**** RECORDS TO USE

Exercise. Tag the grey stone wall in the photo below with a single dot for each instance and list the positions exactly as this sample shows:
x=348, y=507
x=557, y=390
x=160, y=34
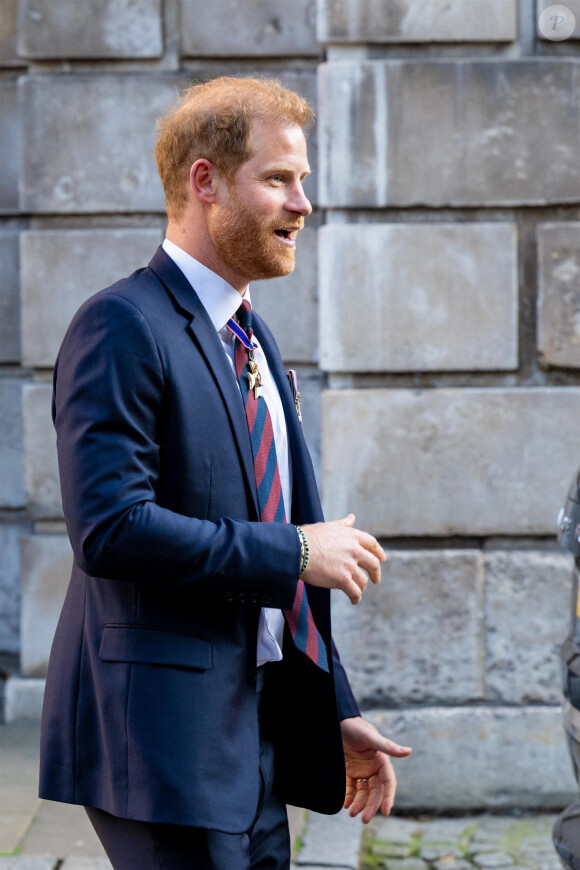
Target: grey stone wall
x=434, y=320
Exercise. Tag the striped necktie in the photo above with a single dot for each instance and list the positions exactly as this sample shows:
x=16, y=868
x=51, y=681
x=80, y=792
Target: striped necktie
x=270, y=500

********

**EXERCISE PROMPT:** Please copy out each line above exactly as written, but not the pictures.

**EXERCISE RESPONSE:**
Exercise. Tag the grey stone wall in the photo below with a single dot for each instance and list the positions exactly as this sample shows:
x=348, y=507
x=557, y=390
x=160, y=34
Target: grey stone wall
x=434, y=320
Exercise. Tag the striped necktie in the photo above with a single dot for each instance and list the positions exactly as this sample shows:
x=16, y=868
x=51, y=681
x=80, y=792
Target: striped necktie
x=270, y=500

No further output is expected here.